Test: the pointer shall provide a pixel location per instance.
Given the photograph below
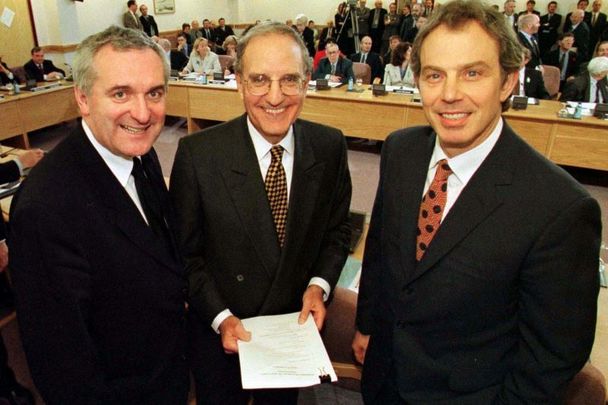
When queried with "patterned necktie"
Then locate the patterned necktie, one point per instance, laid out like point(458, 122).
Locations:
point(431, 208)
point(276, 189)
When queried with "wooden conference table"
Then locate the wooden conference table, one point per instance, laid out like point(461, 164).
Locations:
point(579, 143)
point(29, 111)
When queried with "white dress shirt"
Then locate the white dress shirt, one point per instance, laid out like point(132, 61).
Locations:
point(463, 166)
point(262, 151)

----

* [Directions for this task] Skip the pictures and transcribe the rest of the records exactly.

* [Result for this exercise]
Test: the pointer shall provide a pixel location per instance.
Given the photograph below
When queried with "patterned necktie"
Then locate the patterned necktie, one point per instance, laid out like point(458, 122).
Locations:
point(431, 208)
point(276, 189)
When queried with "wooden conference table"
Then locate the wooden conference table, one point per instance, laid out like point(461, 164).
Locations:
point(579, 143)
point(29, 111)
When queried with "white dress shirt"
Then locate the white dress shirt, one point per instance, laid out like point(132, 61).
Locations:
point(463, 166)
point(262, 151)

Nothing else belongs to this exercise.